**Set tasks**
a. Duplicate the part of the German Shepherd size thread that begins at the words "## Chris Wild" and stops after "(Apr 5, 2000)".
b. Decide whether each statement agrees with the German Shepherd size thread, answering yes or no and quoting the deciding words: (i) The dogs ponyfarm noticed were about 22 to 23 inches tall at the withers. (ii) Chris Wild says many GSDs are large compared to the standard. (iii) lhczth says that height would be small for a female.

**Extract**

++++++++

# Is the new style a smaller, sportier Gsd?



## ponyfarm (Apr 11, 2010)

Just lately I have been noticing some smaller , height-wise GSD. They have all been WL with great bone, nice heads, wonderful coats..but were about 22-23 inches tall at wither. Two that I met were just imported from Slovakia. (if that means anything)

I personally, like the smaller, compact, sportier models. Is this the way the breed is trending now? Any of you breeders out there have some insight?


----------



## Chris Wild (Dec 14, 2001)

Considering those heights you mentioned are well within standard I wouldn't consider this a "new style". Many GSDs of all lines are large compared to the standard, some oversized, so when those are what one sees frequently it can lead to the skewed perspective that standard size ones are "small" when in fact that isn't the case.


----------



## lhczth (Apr 5, 2000)

That would be small for a male, but a nice middle of the road size for a female.

++++++++

**Items**
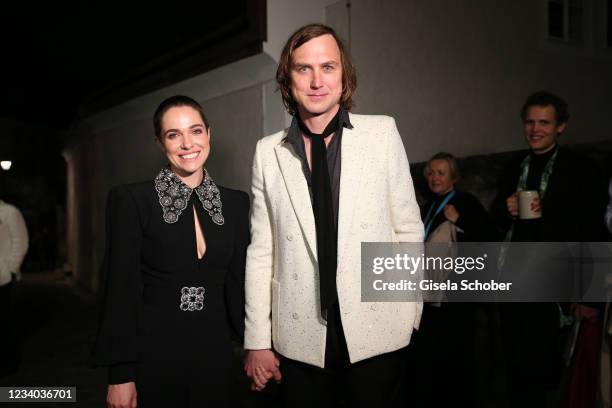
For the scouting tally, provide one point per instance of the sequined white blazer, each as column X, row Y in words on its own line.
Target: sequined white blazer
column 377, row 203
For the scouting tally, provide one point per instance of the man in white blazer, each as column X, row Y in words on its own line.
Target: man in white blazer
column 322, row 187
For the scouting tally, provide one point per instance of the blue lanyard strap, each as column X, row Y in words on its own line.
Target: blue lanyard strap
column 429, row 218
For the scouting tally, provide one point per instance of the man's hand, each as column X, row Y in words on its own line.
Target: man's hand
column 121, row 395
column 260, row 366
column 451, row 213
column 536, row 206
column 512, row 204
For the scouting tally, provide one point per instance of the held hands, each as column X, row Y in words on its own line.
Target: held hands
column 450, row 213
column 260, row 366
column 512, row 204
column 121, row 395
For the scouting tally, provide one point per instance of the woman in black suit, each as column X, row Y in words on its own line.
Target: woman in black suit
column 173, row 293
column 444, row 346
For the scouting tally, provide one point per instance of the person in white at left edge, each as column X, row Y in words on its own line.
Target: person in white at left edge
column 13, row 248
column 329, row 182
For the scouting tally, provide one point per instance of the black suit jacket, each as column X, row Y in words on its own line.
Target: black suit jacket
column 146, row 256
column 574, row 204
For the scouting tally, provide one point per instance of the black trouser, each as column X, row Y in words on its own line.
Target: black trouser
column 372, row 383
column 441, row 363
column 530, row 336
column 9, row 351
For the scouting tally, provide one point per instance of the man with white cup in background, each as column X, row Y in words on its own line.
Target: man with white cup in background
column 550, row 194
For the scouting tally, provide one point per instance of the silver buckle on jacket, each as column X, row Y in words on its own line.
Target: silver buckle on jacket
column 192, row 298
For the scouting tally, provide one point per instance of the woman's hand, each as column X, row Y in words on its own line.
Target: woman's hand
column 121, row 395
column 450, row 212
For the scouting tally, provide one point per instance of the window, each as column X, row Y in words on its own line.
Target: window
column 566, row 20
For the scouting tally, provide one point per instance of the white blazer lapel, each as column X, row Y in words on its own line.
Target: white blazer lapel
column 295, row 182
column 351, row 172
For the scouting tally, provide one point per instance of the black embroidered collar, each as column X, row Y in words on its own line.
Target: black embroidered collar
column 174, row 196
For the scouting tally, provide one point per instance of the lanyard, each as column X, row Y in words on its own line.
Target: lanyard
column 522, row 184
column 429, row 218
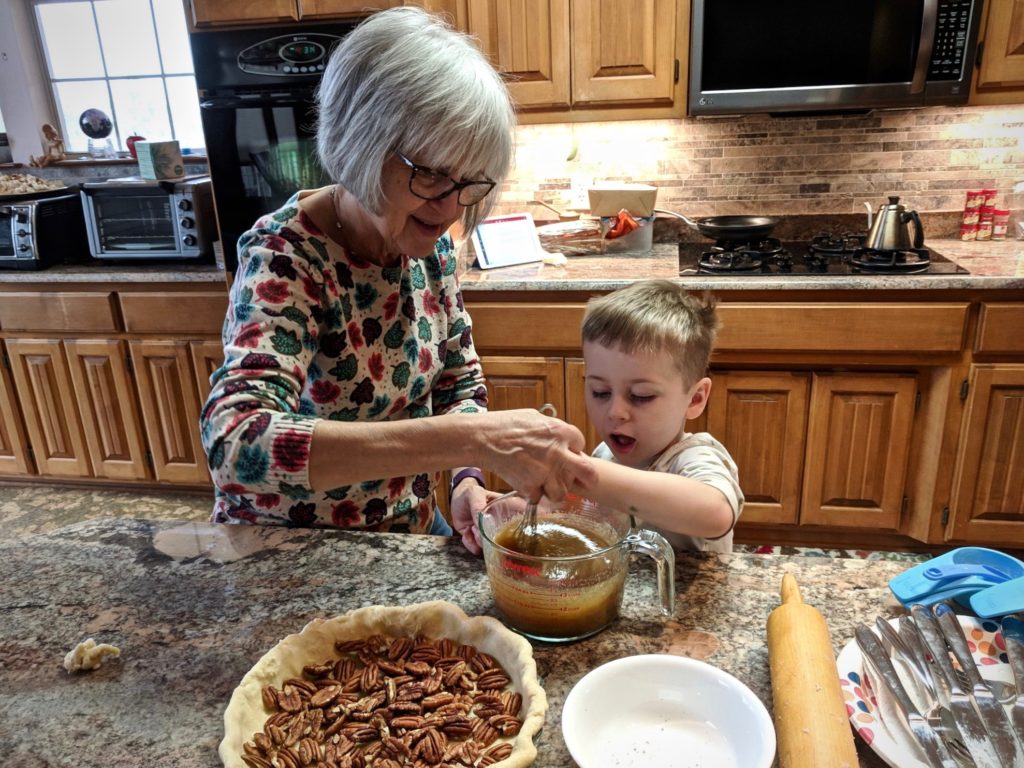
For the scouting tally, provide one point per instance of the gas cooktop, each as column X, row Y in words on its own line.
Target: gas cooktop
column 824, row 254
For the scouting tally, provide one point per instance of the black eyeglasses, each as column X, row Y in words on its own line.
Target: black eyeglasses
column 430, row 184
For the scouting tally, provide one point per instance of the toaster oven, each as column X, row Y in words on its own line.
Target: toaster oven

++++++++

**Exercise answers**
a.
## Chris Wild (Dec 14, 2001)

Considering those heights you mentioned are well within standard I wouldn't consider this a "new style". Many GSDs of all lines are large compared to the standard, some oversized, so when those are what one sees frequently it can lead to the skewed perspective that standard size ones are "small" when in fact that isn't the case.


----------



## lhczth (Apr 5, 2000)

b.
(i) Yes: "were about 22-23 inches tall at wither"
(ii) Yes: "Many GSDs of all lines are large compared to the standard"
(iii) No: "a nice middle of the road size for a female"